__Goal__
Repeat everything in the entries below from the line containing "The service SHOULD place a point on the wooden pole, one" down to the line containing "Query: white paint decoration", including both of those lines, and nothing else.

Dataset rows:
------------

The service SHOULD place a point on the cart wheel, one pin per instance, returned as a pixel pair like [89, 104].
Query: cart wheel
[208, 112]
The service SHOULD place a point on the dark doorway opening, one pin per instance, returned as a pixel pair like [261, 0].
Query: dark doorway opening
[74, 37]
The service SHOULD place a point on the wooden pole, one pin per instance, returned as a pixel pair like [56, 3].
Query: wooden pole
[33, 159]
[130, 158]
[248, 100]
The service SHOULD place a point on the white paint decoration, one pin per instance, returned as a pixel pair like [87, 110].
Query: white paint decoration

------------

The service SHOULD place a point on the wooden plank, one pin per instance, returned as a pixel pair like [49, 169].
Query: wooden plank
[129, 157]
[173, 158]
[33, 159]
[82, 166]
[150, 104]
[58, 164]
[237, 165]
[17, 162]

------------

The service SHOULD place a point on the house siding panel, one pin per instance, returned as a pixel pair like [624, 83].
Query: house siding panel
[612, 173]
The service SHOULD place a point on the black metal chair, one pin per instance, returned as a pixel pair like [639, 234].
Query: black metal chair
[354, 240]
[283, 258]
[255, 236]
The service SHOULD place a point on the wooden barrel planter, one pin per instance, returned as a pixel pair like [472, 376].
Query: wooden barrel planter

------------

__Answer to the task__
The service SHOULD place a point on the wooden pole, one pin per instance, returned as a pixel pair like [56, 3].
Query: wooden pole
[33, 159]
[130, 158]
[248, 100]
The service SHOULD place a point on the white paint decoration, one pin per instance, returned as a pixel pair like [87, 110].
Query: white paint decoration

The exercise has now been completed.